YOUR GOAL:
Every line below that has "pole" in it should be copied.

LISTED RECORDS:

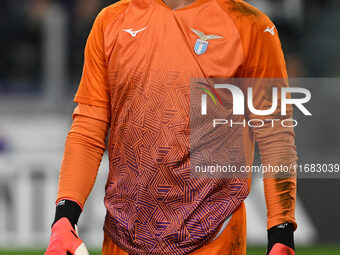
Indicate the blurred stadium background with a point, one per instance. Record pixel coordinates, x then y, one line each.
42 43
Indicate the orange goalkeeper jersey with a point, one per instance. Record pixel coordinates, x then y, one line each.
139 59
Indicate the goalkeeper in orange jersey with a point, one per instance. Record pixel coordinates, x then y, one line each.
139 59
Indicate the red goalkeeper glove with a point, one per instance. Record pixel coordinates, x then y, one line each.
281 240
64 238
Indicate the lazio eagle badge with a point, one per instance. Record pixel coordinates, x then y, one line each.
202 43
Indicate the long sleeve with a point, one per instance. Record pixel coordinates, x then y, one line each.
265 67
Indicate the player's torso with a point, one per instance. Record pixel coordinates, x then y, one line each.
158 50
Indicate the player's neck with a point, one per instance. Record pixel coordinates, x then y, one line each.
177 4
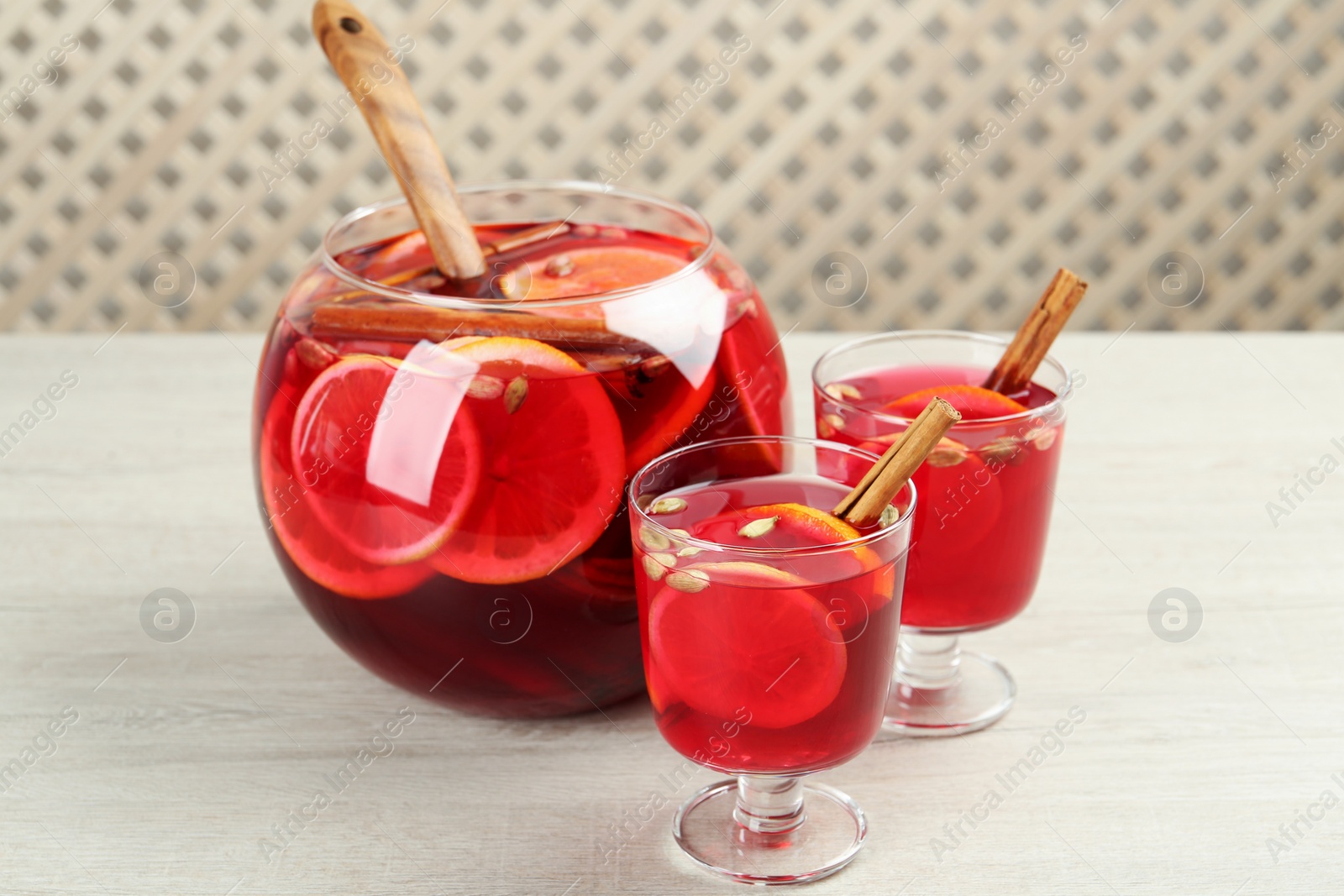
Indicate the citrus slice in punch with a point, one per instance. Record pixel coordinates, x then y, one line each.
553 465
588 271
774 526
974 402
648 436
790 527
386 506
709 647
311 546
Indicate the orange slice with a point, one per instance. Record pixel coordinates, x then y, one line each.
333 432
551 470
974 402
313 550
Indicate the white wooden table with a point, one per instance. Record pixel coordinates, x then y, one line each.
186 754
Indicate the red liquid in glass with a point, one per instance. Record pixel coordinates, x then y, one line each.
566 637
984 506
774 665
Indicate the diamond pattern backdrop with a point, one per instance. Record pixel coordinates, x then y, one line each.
874 163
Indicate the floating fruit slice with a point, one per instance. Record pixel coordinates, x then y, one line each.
974 402
648 436
315 550
333 434
774 526
553 468
709 647
748 574
589 271
403 255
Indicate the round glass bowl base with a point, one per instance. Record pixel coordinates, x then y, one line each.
827 837
980 694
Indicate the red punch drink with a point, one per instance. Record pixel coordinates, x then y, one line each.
985 495
792 651
443 465
987 490
769 631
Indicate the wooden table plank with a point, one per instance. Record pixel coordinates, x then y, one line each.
186 754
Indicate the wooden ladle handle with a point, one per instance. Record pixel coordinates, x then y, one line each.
367 66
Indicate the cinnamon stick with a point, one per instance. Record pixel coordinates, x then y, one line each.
1038 332
526 238
866 503
405 322
360 55
504 244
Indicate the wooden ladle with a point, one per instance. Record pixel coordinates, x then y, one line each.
356 50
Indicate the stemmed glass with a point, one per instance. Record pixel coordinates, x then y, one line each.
766 663
980 533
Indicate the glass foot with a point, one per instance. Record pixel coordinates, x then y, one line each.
940 691
770 831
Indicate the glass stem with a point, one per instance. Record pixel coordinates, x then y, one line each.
769 805
927 661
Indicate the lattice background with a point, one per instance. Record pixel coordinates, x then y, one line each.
826 139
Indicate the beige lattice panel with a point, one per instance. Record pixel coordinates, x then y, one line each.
826 140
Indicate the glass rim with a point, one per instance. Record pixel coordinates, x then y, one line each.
905 519
326 257
1047 410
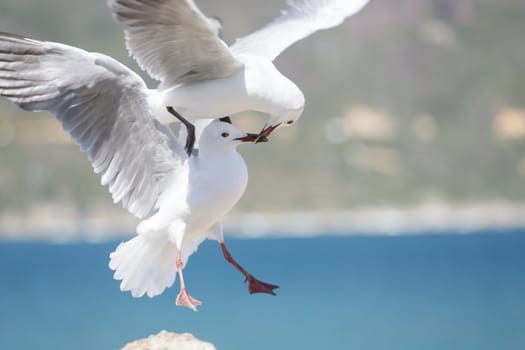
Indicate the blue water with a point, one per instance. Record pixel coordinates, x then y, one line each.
413 292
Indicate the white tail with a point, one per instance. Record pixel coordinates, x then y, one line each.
146 264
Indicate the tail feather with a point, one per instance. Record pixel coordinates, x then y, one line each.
145 264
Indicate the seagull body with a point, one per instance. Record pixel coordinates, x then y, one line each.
103 106
201 77
246 89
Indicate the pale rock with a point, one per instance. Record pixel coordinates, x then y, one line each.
169 341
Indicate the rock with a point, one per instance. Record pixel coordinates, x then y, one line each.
169 341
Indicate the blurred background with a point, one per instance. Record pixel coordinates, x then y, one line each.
414 124
409 105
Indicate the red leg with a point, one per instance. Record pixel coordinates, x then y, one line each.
184 298
254 285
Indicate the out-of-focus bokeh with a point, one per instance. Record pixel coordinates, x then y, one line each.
409 104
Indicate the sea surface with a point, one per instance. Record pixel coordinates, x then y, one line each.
445 292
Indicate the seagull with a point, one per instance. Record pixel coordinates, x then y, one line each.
180 197
201 77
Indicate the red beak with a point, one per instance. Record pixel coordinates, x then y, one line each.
263 135
253 138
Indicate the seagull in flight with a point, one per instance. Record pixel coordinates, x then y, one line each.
201 77
180 197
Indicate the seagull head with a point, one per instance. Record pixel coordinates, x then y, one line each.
221 135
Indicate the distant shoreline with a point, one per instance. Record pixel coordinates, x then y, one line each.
63 224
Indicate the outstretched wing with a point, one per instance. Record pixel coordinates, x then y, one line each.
173 41
300 19
103 106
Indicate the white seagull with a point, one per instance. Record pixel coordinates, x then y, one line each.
201 77
103 105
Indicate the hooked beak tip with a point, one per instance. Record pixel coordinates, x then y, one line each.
256 138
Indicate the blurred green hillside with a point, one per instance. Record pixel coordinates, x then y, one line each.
407 102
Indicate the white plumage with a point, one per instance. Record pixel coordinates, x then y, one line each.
178 45
103 105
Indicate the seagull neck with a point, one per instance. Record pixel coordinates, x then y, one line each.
211 152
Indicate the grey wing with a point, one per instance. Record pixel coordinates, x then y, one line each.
173 41
300 19
103 106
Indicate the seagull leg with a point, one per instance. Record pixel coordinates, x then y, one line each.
190 139
254 285
184 298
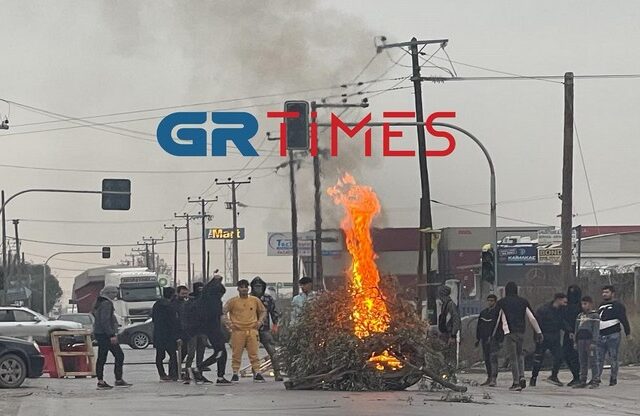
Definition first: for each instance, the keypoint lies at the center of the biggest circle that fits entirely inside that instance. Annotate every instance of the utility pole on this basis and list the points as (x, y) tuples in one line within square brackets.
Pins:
[(567, 181), (152, 241), (145, 251), (203, 215), (4, 233), (426, 221), (133, 259), (187, 217), (233, 184), (175, 229), (15, 227)]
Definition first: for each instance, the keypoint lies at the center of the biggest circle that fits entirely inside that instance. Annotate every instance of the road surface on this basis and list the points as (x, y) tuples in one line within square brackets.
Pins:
[(45, 396)]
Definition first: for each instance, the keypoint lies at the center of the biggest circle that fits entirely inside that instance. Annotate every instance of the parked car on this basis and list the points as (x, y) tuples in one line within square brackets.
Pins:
[(19, 359), (85, 319), (138, 336), (19, 322)]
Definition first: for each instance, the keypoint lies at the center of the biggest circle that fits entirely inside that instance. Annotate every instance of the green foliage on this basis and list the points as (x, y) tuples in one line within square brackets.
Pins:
[(322, 352), (30, 276)]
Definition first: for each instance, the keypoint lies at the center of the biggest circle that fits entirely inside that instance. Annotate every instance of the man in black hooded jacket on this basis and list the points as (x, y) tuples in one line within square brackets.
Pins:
[(571, 312), (166, 329), (259, 290), (515, 311), (205, 319)]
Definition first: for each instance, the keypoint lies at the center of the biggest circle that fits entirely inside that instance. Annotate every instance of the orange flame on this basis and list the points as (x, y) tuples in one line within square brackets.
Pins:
[(361, 204), (369, 313)]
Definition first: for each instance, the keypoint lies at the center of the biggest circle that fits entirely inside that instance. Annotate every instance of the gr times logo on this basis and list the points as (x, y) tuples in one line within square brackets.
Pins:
[(190, 133)]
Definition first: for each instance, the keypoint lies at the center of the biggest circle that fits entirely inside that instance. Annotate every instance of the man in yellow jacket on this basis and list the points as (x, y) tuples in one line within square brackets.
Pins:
[(244, 315)]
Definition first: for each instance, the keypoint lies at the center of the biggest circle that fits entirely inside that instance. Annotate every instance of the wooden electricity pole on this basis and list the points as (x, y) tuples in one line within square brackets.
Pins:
[(567, 182)]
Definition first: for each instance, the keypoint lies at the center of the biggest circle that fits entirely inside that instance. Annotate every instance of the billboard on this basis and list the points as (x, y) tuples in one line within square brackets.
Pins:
[(224, 233), (517, 253), (279, 243)]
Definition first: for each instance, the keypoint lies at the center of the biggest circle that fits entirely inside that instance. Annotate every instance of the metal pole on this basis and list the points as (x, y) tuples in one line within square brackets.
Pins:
[(294, 225), (567, 181), (425, 198), (234, 242), (313, 265), (203, 243), (188, 252)]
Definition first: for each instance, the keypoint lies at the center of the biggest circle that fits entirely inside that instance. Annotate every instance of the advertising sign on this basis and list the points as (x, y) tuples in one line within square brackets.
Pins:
[(279, 244), (224, 233), (517, 254)]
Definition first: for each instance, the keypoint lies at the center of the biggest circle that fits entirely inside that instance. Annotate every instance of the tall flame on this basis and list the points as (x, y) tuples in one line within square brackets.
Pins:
[(369, 313)]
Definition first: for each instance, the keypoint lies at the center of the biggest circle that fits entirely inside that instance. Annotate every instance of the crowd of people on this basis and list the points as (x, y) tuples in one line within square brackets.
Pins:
[(184, 323), (569, 327)]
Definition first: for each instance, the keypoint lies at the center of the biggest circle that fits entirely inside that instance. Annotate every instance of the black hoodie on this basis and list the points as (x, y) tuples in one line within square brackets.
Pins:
[(516, 310), (268, 302), (204, 312), (573, 309)]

SOLVED EXERCISE:
Definition first: for each instance, the keypoint lies at the center of the biggest circle that fits entirely inside that instance. Annotate every instance of the utility pole on this basis and list the points as (x, y) tuples in one line within square brackets.
Definition first: for each instance, the keypoint lies at the center of the biggest circle that fits entirely inside that instance. Annotate every instance of the wooden electricity pole on this basis and list the points as (x, y) tuples in one line within square brackets.
Definition first: for each instance, the keypoint lies at the center of the biggest circle that fits entirely inside that instance. Annotate every instance of the metal pole on this basis and list the points as (x, y) tuples in one line within square brackets.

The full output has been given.